Directive: Write the material out again exactly.

[Stored items]

◇ ◇ ◇ ◇

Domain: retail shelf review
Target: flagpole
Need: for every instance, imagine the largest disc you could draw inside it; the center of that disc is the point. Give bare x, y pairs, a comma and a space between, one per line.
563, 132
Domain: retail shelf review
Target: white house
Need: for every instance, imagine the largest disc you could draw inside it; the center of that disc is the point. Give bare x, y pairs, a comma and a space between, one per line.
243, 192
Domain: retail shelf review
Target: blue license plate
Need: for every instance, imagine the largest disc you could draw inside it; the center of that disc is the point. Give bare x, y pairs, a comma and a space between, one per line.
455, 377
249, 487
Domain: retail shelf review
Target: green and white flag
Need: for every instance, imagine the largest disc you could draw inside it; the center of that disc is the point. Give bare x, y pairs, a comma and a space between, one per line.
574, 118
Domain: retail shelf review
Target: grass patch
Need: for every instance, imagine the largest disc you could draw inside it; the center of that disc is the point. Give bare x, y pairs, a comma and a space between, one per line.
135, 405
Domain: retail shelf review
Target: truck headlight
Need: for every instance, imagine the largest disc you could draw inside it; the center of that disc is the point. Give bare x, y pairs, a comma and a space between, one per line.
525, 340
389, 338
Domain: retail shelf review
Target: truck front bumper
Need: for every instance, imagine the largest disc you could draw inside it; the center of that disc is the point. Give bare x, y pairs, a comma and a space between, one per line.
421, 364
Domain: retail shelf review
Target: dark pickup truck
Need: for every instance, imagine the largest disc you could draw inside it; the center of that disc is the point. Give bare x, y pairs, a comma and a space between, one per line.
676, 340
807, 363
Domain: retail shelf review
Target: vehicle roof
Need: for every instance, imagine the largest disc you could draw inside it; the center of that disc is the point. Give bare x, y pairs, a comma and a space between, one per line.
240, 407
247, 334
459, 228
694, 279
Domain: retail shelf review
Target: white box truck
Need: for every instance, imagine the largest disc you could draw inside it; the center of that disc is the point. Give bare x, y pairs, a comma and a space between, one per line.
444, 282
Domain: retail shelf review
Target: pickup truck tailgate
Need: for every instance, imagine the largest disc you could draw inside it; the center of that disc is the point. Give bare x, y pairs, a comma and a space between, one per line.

◇ ◇ ◇ ◇

Full response:
Domain: retail shelf review
Target: flagpole
Need: for every instance, imagine the largest disc you could draw inside it; the center of that disc is the point. Give bare x, y pairs, a comma and a space between, one per line.
563, 132
Domain: retail shelf review
Target: white house
Need: for every instance, imagine the largest disc you could draw inside it; the center of that disc is the point. Give bare x, y pairs, a comma and a space between, one per line.
243, 192
Domain: retail shelf review
Target: blue license plate
Need: for every instance, imagine the largest disc you could draw inside it; the center of that disc is the point. Give bare x, y pairs, a comma and a space between, one per line.
455, 377
249, 487
Domain: retail shelf review
Target: green and white flag
Need: for every instance, imagine the largest disc you could draw inside it; the center of that disc is the point. Give bare x, y pairs, a comma and a space between, one per line.
574, 118
Domain: retail shelf review
Target: grass patch
Need: for every instance, imagine the largest disc you could draw inside it; the center of that disc is the point. Give bare x, y pairs, a comma and a space between, one per line.
135, 405
Domain: retail shelf review
Target: truck headlight
Need: for every instance, imagine the largest disc you could draw inside it; the center of that disc is the point. Give bare x, y pairs, a comma and a space between, one per line.
525, 340
389, 338
Domain: retail shelf review
Target: truck front bumper
Need: for every instance, imagine the largest disc you could draw inside it; the center of that disc is the point. Give bare x, y pairs, a comma and a space between, one per line.
421, 364
Domain: retail shelf review
Target: dark pickup truck
Need: for every instance, imagine the largest disc you could draw inside it; the center of that disc is the point. Give bare x, y pairs, a comma and a space between, one per line.
676, 340
807, 363
Domain: retail shelf review
Target: vehicle roof
Need: for every instance, imagine the largest disc you could draw inside it; the center of that disc is the point. Give bare x, y pairs, a comma and a space between, one per line.
240, 407
247, 334
459, 228
694, 279
Domain: retail shelf review
Target: white box truck
Need: for every instance, imagine the largest disc you could draw inside it; the center of that disc is the point. Give bare x, y pairs, a comma and a space between, one per line.
444, 282
Domain: retail shelf review
Target: pickup truck tailgate
Need: for every instance, imagine the largest disc you could draw inside it; the center of that disc is the point. Give bare x, y pairs, a comma and a space between, one per line.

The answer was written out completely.